:: QUÉ SE PIDE ::
Continúa el hilo de foro sobre el temporal y las temperaturas mínimas en la Península Ibérica, empezando justo después de su última línea.
╭─ SECCIÓN DE TEXTO
También destacar el fuerte oleaje en Baleares, olas de hasta 8,5 metros, que para ser el Mediterráneo son datos muy elevados. Ejemplo de Ibiza:






Un último apunte, las lluvias torrenciales de estas últimas horas han propiciado una subida brutal del nivel de los embalses en Mallorca, que arrastraban una fuerte sequía, pasando de un 33% de su capacidad al 84,8% en apenas 4 días
https://www.emaya.es/ca/noticies/notícies-2016/reserves-embassaments-al-84-per-cent/


----------



## Pek (29 Dez 2016 às 13:00)

Mínimas muy bajas hoy en multitud de estaciones y observatorios de la Península Ibérica fuera de zonas de montaña para tener una iso 10-11 a 850 hPa, consecuencia cara de las bajísimas humedades relativas:


Red Meteoclimatic:

Destacan los* -12,8 ºC* de Uña (Cuenca). Algunas otras estaciones en el siguiente listado:





Red de Estaciones Automáticas de AEMET:






Provincia de Soria:

Garray:................................  *-13,2 ºC* (Buitrago suele tener siempre 1-2°C menos asi que es fácil que se haya llegado a los -14°C)
Soria-Valonsadero:..............  *-12,7 ºC*
Duruelo de la Sierra:............  -11,6 °C
Molinos de Duero:................  -9,9 °C
Cidones:................................  -9,8 °C
Covaleda:..............................  -9,8 °C
Gormaz:................................  -9,4 °C
San Pedro Manrique:............. -8,5 °C
Morón de Almazan:...............  -8,3 °C
Soria Universidad:.................  -8,1 °C


Provincia de Navarra:

Aurizberri-Espinal AEMET......  *-12,0 ºC*
Aurizberri-Espinal CYNP........   -10,8 ºC
Erro AEMET............................  -10,0 ºC
Remendia GN........................   -9,9 ºC
Urbasa GN.............................  -9,4 ºC
Urzainqui AEMET....................  -9,0 ºC
Navascués AEMET:................. -9,0 ºC
Navascués AEMET AUT:......... -8,7 ºC hasta las 8:00


Provincia de Teruel:

Aguas Amargas:.................. *-14,7 ºC* hasta las 8:00
Alcalá de la Selva:............... *-12,2 ºC*
Fortanete:............................ -10,6 ºC


Provincia de Burgos:

Riocavado de la Sierra:.......... *-13,1 ºC*
Pineda de la Sierra:................ -11,8 ºC
Hontoria del Pinar:.................. -10,9 ºC

Y muchas más...
╰─
╭─ CONTENIDO DEL MATERIAL
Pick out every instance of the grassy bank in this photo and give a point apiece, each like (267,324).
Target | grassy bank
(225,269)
╰─
:: RESPUESTA FINAL ::
Muchísima atención a la gran oscilación térmica del día de hoy... Recordemos que tenemos una iso +10 o +11 a 850 hPa en todas esas zonas citadas


----------



## Pek (29 Dez 2016 às 13:15)

Relacionado con las temperaturas mínimas os comunico la publicación de un completísimo estudio sobre el registro de *-32,7 ºC *el pasado mes de febrero de 2016 en la Vega de Liordes (1860 m. Picos de Europa, provincia de León), que supondría un posible nuevo récord de España de temperatura mínima registrada:


Más información y estudio completo (dividido en tres partes). Merece la pena:

http://www.tiempo.com/ram/298422/nu...tura-minima-de-la-historia-de-espana-parte-i/

http://www.tiempo.com/ram/298582/nu...ura-minima-de-la-historia-de-espana-parte-ii/

http://www.tiempo.com/ram/299492/nu...a-de-la-historia-de-espana-parte-iii-y-final/

Os copio parte de las conclusiones:

"El 19 de Febrero del año 2016, enmarcado en uno de los inviernos más cálidos desde que se tienen datos, (...) se ha logrado batir el registro de temperatura mínima absoluta de la historia de la meteorología española, que hasta este momento databa del año 1956, en aquel histórico mes de Febrero en donde prácticamente cayeron todos los registros relacionados con el frío en la totalidad de la península. La estación de Estany Gento a 2141m, marcaba -32°C el 3 de Febrero de este año histórico, en una situación, que a diferencia de las que hemos descrito anteriormente, era de origen advectivo, o así se piensa en la actualidad.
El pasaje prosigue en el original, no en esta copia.